## TEXT
=====
Isaac Jackson, Ph.D. student, James Lab

Isaac is an MSTP student at Stanford pursuing an MD in conjunction with a PhD in chemistry. He graduated from the University of Michigan in 2017 with a Bachelor’s of Science in chemistry, where he trained for 4 years in the lab of Prof. Peter Scott as a radiochemist. While there he worked as a production chemist synthesizing [18F]FDG for clinical PET scans and also carried out research on development of small molecule PET radiotracers and organometallic methodology. He also spent one summer working on analytical chemistry method development within the translational biomarkers department at Merck Pharmaceutical as part of the Future Talent Program. For his PhD he is working in the lab of Prof. Michelle James on developing novel PET imaging agents for the in vivo assessment of neuroinflammation in conditions such as Alzheimer disease, multiple sclerosis, and chronic pain. His specific focus is on in vivo assessment of the dynamic functional activation of microglia. In the future he aims to practice medicine as a pediatric oncologist, and carry out research on development of better diagnostic tools and pharmacological therapies. His overarching goal is to make good drugs, and to make sick kids feel better.
=====
## LISTED RECORDS
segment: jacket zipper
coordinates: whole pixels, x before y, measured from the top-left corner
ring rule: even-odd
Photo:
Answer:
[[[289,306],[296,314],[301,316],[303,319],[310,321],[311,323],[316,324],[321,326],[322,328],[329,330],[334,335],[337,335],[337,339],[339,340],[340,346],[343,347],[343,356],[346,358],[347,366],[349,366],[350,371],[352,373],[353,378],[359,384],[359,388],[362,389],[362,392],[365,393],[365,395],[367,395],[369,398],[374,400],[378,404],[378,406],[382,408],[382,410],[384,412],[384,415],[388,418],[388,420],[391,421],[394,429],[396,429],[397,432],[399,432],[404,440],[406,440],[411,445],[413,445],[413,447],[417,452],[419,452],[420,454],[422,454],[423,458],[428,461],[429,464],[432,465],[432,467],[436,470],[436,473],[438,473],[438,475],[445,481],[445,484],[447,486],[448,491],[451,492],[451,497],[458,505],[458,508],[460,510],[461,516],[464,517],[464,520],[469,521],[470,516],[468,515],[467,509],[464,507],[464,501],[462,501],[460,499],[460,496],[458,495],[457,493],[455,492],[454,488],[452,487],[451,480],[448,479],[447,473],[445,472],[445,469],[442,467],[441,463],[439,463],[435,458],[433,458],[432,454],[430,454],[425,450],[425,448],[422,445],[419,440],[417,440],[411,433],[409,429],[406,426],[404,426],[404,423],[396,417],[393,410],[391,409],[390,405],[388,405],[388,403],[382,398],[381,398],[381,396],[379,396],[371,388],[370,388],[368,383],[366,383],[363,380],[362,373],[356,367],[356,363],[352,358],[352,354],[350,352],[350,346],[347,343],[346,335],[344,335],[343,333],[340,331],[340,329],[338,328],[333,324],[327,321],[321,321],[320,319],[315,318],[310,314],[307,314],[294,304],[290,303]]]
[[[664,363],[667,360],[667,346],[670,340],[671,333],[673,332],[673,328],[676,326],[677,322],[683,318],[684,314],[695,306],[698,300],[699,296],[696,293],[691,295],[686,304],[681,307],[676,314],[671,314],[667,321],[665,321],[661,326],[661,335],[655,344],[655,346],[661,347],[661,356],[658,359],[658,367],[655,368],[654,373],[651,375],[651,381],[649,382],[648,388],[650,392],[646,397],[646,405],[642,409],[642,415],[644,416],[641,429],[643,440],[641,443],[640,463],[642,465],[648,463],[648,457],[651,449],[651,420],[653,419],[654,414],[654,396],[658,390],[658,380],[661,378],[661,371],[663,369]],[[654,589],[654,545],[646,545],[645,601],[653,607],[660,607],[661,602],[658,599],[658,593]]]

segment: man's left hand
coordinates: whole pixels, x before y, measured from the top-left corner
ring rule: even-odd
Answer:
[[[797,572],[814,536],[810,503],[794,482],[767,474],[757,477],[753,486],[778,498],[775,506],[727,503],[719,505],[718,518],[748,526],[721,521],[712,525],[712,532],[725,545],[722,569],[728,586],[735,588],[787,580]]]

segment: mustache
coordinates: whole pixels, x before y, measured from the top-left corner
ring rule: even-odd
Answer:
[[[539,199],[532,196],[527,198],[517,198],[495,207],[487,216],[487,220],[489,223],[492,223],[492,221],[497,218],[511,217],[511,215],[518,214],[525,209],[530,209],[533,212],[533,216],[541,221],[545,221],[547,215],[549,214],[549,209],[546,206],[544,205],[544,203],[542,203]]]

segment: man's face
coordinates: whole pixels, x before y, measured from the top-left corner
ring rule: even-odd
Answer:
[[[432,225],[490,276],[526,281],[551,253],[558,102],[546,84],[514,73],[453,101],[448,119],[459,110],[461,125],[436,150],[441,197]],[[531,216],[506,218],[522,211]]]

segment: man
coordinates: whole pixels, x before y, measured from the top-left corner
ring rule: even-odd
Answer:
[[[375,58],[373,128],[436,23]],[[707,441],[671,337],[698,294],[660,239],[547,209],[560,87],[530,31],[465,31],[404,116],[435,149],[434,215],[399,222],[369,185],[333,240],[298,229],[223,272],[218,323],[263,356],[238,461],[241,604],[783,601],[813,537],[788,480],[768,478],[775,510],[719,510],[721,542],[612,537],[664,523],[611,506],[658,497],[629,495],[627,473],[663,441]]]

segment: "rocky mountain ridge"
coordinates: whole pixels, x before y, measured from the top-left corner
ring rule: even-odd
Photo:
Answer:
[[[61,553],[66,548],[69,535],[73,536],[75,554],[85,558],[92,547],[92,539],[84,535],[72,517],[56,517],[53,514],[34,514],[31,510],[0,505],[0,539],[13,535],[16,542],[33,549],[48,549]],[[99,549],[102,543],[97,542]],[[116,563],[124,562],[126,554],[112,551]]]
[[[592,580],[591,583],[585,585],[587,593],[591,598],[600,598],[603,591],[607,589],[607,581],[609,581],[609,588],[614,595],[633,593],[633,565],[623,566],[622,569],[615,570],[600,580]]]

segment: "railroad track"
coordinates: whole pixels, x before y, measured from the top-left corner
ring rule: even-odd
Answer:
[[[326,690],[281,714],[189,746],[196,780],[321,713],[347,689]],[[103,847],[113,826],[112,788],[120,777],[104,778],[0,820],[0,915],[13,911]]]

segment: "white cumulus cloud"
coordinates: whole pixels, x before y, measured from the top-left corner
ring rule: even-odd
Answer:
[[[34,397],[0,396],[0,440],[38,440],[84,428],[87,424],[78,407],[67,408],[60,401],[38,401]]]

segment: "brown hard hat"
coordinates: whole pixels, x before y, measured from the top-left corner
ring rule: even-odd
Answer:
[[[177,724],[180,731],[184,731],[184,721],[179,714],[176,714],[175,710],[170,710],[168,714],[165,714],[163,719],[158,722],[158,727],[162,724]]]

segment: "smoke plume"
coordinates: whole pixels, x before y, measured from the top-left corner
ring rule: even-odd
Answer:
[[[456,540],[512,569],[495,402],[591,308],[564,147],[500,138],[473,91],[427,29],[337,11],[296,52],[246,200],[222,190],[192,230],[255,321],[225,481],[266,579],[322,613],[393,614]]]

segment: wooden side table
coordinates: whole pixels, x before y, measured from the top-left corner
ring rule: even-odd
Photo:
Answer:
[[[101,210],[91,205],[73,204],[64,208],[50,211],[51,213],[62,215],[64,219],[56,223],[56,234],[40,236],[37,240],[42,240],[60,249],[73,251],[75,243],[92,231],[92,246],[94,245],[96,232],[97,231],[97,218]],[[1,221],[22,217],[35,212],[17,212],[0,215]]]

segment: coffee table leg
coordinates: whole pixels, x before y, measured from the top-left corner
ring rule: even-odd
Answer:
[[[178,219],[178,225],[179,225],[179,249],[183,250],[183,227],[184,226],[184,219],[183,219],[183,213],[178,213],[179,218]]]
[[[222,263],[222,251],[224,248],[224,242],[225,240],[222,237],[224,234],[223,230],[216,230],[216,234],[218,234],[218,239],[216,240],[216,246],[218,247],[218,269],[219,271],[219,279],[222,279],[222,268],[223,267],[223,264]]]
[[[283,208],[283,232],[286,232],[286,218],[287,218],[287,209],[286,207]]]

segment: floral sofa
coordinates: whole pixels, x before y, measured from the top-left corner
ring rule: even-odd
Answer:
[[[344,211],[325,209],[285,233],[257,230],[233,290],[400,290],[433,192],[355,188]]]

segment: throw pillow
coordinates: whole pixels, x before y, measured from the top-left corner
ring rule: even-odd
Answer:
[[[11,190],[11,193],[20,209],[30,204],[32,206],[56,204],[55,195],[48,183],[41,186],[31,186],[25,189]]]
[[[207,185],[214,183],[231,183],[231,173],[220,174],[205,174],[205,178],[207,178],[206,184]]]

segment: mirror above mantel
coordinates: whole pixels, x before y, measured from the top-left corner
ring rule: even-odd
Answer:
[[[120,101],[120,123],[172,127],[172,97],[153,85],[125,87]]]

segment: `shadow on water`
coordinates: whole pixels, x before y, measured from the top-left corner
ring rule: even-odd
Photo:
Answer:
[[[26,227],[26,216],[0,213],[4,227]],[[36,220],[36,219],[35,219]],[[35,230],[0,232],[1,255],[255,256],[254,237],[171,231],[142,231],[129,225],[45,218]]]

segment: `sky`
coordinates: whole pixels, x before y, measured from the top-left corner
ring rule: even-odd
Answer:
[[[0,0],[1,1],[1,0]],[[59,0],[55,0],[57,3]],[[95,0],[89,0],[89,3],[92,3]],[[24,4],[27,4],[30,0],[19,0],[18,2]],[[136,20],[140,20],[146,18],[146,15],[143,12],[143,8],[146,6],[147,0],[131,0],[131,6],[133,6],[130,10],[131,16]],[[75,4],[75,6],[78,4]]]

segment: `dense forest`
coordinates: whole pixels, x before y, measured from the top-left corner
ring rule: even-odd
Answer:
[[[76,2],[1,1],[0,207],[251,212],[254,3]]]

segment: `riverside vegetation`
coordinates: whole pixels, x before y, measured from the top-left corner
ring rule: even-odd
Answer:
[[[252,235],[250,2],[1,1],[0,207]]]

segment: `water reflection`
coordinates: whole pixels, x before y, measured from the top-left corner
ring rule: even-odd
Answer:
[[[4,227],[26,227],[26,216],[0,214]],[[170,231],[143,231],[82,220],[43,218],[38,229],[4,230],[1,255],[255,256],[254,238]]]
=====
## EXERCISE SET
A – In the profile of Isaac Jackson, what compound did he synthesize as a production chemist at the University of Michigan?
B – Pick up the profile of Isaac Jackson after its last sentence and continue it.
The records have no connection to the text.

## TASK-BY-TASK RESULTS
A – He synthesized [18F]FDG for clinical PET scans.

B –
Iti Kapoor

Iti Kapoor, Ph.D

Iti Kapoor is a second year postdoc in Prof. Jaredetzky's lab in the Structural biology department in Stanford School of Medicine. In Jardetzky's lab she have been working on structure-based drug design of small molecule inhibitors of IgE-mediated allergic responses. She completed her PhD in Chemistry from UIUC in August 2018. There, she worked on biochemical and synthetic chemical approaches to studying the biosynthesis and regulation of bacterial secondary metabolites.


Robert K. Leśniak

Robert K. Leśniak, D.Phil.

Robert K. Leśniak joined the Medicinal Chemistry Knowledge Center at Stanford ChEM-H in 2018 as a postdoctoral fellow. Prior to coming to Stanford, he worked with Professor Chris Schofield at the University of Oxford, as a postdoctoral research associate, designing novel antibiotics for the European gram-negative antibacterial engine (ENABLE) and UK Medical Research Council (MRC). Dr Leśniak also completed his DPhil under the guidance of Professor Schofield as a BHF-CRE studentship recipient, which involved the design and implementation of small molecules targeting Fe(II), 2-oxoglutarate dependent oxygenase enzymes involved in carnitine biosynthesis and hypoxic response as a means to treat cardiovascular disease. In addition, work on small-molecule modulation of bacterial metallo-beta-lactamases to combat antibiotic resistance was also carried out. Dr Leśniak completed his undergraduate at the University of Bristol, and worked at GlaxoSmithKline, North Carolina, developing inhibitors of bromodomains and histone acetyl-transferases. He is currently working with Professor Thomas Montine at the Stanford School of Medicine on the design of neurotransmitter prodrugs.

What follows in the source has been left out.